文書の抜粋
_ _ _ _ _ _ _
グループ通算承認_申請書の提出等とみなし承認


今回は、グループ通算制度の申請書の提出等とみなし承認を確認します。
規定が多いため、今回は法人税法64条の9第2項から第6項までを確認します。

申請書の提出(法人税法64条の9第2項)

内国法人グループ(注1)は、
通算承認を受けようとする場合には、

その親法人の通算承認の適用を受けようとする
最初の事業年度開始の日の3月前の日までに、

その通算承認に関する法人の全ての連名で、
「一定の事項を記載した申請書」を

親法人の納税地の所轄税務署長を経由して、
国税庁長官に提出する必要があります。

原則は事前提出ですが、事後提出できる特例があります。

注1、親法人とその親法人との間にその親法人による
完全支配関係(注2)がある他の内国法人(子法人、孫法人など)に限ります。

注2、この完全支配関係は、「当該親法人による完全支配関係(第三号から第十号までに掲げる法人及び外国法人が介在しないものとして政令で定める関係に限る。以下この目において同じ。」と同じ意味です。
_ _ _ _ _ _ _
データ内容
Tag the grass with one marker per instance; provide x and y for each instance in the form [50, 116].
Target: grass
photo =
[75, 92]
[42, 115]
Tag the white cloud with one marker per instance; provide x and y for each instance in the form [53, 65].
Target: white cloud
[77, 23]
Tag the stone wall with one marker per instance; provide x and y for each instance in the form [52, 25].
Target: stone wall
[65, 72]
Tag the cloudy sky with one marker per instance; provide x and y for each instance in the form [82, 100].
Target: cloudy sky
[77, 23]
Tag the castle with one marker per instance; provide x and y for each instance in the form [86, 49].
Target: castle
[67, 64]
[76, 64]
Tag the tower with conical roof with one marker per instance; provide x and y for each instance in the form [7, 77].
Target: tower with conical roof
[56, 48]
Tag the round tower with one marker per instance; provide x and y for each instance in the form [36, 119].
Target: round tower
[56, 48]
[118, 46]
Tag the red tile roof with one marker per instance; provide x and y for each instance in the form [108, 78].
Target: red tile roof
_ _ _ _ _ _ _
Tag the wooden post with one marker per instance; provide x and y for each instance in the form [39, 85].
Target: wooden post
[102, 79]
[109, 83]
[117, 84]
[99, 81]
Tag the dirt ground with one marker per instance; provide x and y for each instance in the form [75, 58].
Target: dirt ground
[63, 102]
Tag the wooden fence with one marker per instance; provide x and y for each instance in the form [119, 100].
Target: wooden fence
_ _ _ _ _ _ _
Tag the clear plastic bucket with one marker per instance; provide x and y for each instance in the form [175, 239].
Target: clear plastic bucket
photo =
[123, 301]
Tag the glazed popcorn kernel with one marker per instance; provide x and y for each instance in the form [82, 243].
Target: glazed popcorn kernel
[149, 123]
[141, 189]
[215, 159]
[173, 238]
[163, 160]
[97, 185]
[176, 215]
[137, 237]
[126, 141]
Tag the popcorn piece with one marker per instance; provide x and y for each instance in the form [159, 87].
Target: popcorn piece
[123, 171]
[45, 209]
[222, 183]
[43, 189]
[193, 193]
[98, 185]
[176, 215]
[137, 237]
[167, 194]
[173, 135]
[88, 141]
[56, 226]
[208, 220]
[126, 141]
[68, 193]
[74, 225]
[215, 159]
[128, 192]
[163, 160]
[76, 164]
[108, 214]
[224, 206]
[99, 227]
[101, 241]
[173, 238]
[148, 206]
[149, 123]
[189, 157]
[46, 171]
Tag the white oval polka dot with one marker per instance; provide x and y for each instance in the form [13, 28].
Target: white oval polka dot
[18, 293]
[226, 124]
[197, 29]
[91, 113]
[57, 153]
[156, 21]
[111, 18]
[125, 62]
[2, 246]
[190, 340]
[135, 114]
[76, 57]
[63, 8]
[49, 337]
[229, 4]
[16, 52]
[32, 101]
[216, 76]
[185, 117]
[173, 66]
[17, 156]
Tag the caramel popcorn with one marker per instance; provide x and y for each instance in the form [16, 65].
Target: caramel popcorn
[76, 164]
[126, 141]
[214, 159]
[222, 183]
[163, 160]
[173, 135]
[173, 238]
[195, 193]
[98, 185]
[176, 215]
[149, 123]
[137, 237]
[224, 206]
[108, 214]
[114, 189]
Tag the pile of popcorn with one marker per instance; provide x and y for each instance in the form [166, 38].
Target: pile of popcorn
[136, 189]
_ _ _ _ _ _ _
作業内容
1. グループ通算制度の解説について、「原則は事前提出ですが、事後提出できる特例があります。」を含む語句から書き始め、「いて同じ。」と同じ意味です。」まで来たら止めて、その範囲をそのまま書き写してください。
2. グループ通算制度の解説を、示されている最後の文の後から続けて書いてください。
データの行は、本文とは別の出典から取られたものです。

作業の解答
1.
原則は事前提出ですが、事後提出できる特例があります。

注1、親法人とその親法人との間にその親法人による
完全支配関係(注2)がある他の内国法人(子法人、孫法人など)に限ります。

注2、この完全支配関係は、「当該親法人による完全支配関係(第三号から第十号までに掲げる法人及び外国法人が介在しないものとして政令で定める関係に限る。以下この目において同じ。」と同じ意味です。

2.
参考情報

国税庁、[手続名]グループ通算制度の承認の申請
https://www.nta.go.jp/taxes/tetsuzuki/shinsei/annai/renketsu/annai/10.htm

2 内国法人(前項に規定する親法人及び当該親法人との間に当該親法人による完全支配関係がある他の内国法人に限る。)は、同項の規定による承認(以下この目及び次目において「通算承認」という。)を受けようとする場合には、当該親法人の前目の規定の適用を受けようとする最初の事業年度開始の日の三月前の日までに、当該親法人及び他の内国法人の全ての連名で、当該開始の日その他財務省令で定める事項を記載した申請書を当該親法人の納税地の所轄税務署長を経由して、国税庁長官に提出しなければならない。

法人税法64条の9、通算承認
申請の却下(法人税法64条の9第3項)

国税庁長官は、通算承認申請書(2項)の提出があった場合において、
次のいずれかに該当する事実があるときは、その申請を却下できます。

  • 通算予定法人のいずれかがその申請をしていない。
    (申請のもれがあるときです。)
  • その申請に通算予定法人以外の法人が含まれている。
    (通算対象外の法人を記載してしまった場合です。)
  • その申請を行っている通算予定法人につき一定の事実がある。

一定の事実

  • 所得計算などの計算が適正にされない可能性がある。
  • 帳簿書類の備付け、記録、保存が適正に行われない可能性がある。
  • 帳簿書類に取引を隠蔽、仮装して記載している等の可能性がある。
  • 法人税の負担を不当に減少させる結果となると認められる。

参考規定

3 国税庁長官は、前項の申請書の提出があつた場合において、次の各号のいずれかに該当する事実があるときは、その申請を却下することができる。
一 通算予定法人(第一項に規定する親法人又は前項に規定する他の内国法人をいう。以下この項において同じ。)のいずれかがその申請を行つていないこと。
二 その申請を行つている法人に通算予定法人以外の法人が含まれていること。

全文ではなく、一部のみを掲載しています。